▶ [Material shown]:
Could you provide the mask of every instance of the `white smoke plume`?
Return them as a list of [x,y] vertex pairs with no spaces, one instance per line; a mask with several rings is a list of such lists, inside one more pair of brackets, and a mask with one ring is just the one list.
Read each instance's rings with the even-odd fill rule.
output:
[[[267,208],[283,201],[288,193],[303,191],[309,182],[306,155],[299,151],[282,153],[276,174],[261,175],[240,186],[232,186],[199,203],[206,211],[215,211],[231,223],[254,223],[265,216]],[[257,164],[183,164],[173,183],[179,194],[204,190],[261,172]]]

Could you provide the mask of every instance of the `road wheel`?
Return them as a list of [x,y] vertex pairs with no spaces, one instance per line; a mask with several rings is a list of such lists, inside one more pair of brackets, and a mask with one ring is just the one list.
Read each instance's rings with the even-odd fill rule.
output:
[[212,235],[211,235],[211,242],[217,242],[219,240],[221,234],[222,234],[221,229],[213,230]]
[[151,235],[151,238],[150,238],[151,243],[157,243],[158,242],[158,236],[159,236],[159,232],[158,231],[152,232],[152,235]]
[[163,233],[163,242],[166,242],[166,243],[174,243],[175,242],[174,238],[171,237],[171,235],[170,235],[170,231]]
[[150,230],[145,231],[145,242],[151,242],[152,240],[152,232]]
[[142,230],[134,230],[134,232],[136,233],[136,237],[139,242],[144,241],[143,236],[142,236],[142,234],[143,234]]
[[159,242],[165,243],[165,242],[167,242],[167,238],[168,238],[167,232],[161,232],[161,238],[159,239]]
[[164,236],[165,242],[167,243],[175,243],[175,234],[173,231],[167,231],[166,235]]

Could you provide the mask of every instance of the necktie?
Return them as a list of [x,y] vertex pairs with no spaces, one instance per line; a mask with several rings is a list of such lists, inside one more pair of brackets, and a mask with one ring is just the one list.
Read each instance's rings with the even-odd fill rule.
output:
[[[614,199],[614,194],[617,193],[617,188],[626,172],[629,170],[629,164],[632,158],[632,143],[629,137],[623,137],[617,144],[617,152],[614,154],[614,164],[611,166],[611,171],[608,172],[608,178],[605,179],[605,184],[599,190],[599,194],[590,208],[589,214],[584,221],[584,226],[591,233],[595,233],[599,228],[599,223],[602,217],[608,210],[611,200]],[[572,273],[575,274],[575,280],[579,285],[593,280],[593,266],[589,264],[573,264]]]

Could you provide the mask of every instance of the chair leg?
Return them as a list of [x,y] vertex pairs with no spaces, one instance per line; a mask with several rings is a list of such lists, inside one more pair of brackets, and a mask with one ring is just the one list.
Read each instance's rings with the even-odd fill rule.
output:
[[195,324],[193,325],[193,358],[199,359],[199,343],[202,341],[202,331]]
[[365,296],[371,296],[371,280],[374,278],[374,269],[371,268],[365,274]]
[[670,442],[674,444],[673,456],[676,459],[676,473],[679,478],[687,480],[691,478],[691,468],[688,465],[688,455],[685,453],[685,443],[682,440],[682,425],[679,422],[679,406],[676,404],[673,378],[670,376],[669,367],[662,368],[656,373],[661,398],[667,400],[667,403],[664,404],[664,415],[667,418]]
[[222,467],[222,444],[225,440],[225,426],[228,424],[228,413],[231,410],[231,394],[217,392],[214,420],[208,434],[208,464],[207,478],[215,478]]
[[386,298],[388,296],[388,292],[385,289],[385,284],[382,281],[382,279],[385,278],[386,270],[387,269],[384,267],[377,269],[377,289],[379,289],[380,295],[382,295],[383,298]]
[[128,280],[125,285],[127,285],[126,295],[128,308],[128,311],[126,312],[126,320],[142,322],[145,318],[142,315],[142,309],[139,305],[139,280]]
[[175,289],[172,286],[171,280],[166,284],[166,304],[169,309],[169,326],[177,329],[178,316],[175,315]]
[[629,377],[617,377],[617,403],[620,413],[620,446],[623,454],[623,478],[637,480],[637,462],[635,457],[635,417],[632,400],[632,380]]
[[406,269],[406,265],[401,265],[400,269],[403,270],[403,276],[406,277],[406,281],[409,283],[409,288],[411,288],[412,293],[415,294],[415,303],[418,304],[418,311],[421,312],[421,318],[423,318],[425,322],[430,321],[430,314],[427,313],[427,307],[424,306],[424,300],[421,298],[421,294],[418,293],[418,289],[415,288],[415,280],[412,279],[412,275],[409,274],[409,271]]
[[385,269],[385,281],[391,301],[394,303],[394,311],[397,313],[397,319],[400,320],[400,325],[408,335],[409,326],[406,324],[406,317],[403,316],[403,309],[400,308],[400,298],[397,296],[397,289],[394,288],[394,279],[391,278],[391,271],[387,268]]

▶ [Work task]: Copy out the records above without altering anything.

▶ [Completed exercise]:
Could you provide the mask of every instance of the `white smoke plume`?
Return them as a list of [x,y] vertex pairs with no spaces, one instance per line; a mask with several rings is a list of such lists, inside one more pair of brackets, and a mask with one ring is just the one list.
Read each instance's rings with the even-odd fill rule.
output:
[[[267,208],[283,201],[288,193],[303,191],[309,182],[306,155],[299,151],[282,153],[276,174],[261,175],[240,186],[232,186],[199,203],[206,211],[215,211],[231,223],[254,223],[265,216]],[[257,164],[183,164],[173,183],[179,194],[204,190],[261,172]]]

Could you provide the mask of every instance of the `road wheel`?
Return them as a list of [x,y] vertex pairs with no spaces, one instance per line; a mask with several rings is a list of such lists, inside one more pair of brackets, and a mask with one ring is just the one list.
Read each instance's rings with the even-odd fill rule.
output:
[[212,235],[211,235],[211,242],[217,242],[219,240],[221,234],[222,234],[221,229],[213,230]]
[[151,235],[151,238],[150,238],[151,243],[157,243],[158,242],[158,236],[159,236],[159,232],[158,231],[152,232],[152,235]]
[[163,233],[163,242],[166,242],[166,243],[174,243],[175,242],[174,238],[171,237],[171,235],[170,235],[170,231]]
[[150,230],[145,231],[145,242],[151,242],[152,240],[152,232]]
[[142,230],[134,230],[134,232],[136,233],[136,237],[139,242],[144,241],[143,236],[142,236],[142,234],[143,234]]
[[159,242],[165,243],[165,242],[167,242],[167,238],[168,238],[167,232],[161,232],[161,238],[159,239]]
[[164,236],[165,242],[167,243],[175,243],[175,234],[173,231],[167,231],[166,235]]

Could you provide the mask of every instance of the necktie?
Return them as a list of [x,y] vertex pairs with no spaces, one instance per line; a mask with several rings is a list of such lists, inside one more pair of brackets, and a mask with one ring is just the one list.
Read each instance's rings with the even-odd fill rule.
output:
[[[614,199],[614,194],[617,193],[617,188],[626,172],[629,170],[629,164],[632,158],[632,143],[629,137],[623,137],[617,144],[617,152],[614,154],[614,164],[611,166],[611,171],[608,172],[608,178],[605,179],[605,184],[599,190],[599,194],[590,208],[589,214],[584,221],[584,226],[591,233],[595,233],[599,228],[599,223],[602,217],[608,210],[611,200]],[[572,273],[575,274],[575,280],[579,285],[593,280],[593,266],[589,264],[573,264]]]

Could you provide the mask of every instance of the chair leg?
Return them as a list of [x,y] vertex pairs with no spaces, one instance per line; a mask with several rings is a list of such lists, inside one more pair of brackets, and a mask with one ring is just the one list.
Read each instance's rings with the even-odd fill rule.
output:
[[195,324],[193,325],[193,358],[199,359],[199,343],[202,341],[202,331]]
[[365,296],[371,296],[371,280],[374,278],[374,269],[371,268],[365,274]]
[[670,442],[674,444],[673,456],[676,459],[676,473],[679,478],[687,480],[691,478],[691,468],[688,465],[688,455],[685,453],[685,443],[682,440],[682,425],[679,422],[679,406],[676,404],[673,378],[670,376],[669,367],[662,368],[656,373],[661,398],[667,400],[667,403],[664,404],[664,415],[667,418]]
[[222,467],[222,444],[225,440],[225,426],[228,424],[228,413],[231,410],[231,394],[217,392],[214,420],[208,434],[208,464],[207,478],[215,478]]
[[386,298],[388,296],[388,292],[385,289],[385,284],[382,281],[382,279],[385,278],[386,270],[387,269],[384,267],[377,269],[377,289],[379,289],[380,295],[382,295],[383,298]]
[[128,280],[125,285],[127,285],[126,295],[128,308],[128,311],[126,312],[126,320],[142,322],[145,318],[142,315],[142,309],[139,305],[139,280]]
[[175,289],[172,286],[171,280],[166,284],[166,304],[169,309],[169,326],[177,329],[178,316],[175,315]]
[[629,377],[617,377],[617,403],[620,413],[620,446],[623,454],[623,478],[637,480],[637,462],[635,457],[635,417],[632,400],[632,380]]
[[406,269],[406,265],[401,265],[400,269],[403,270],[403,276],[406,277],[406,281],[409,283],[409,288],[411,288],[412,293],[415,294],[415,303],[418,304],[418,311],[421,312],[421,318],[423,318],[425,322],[430,321],[430,314],[427,313],[427,307],[424,306],[424,300],[421,298],[421,294],[418,293],[418,289],[415,288],[415,280],[412,279],[412,275],[409,274],[409,271]]
[[385,269],[385,281],[391,301],[394,303],[394,311],[397,313],[397,319],[400,320],[400,325],[408,335],[409,326],[406,324],[406,317],[403,316],[403,309],[400,308],[400,298],[397,296],[397,289],[394,288],[394,279],[391,278],[391,271],[387,268]]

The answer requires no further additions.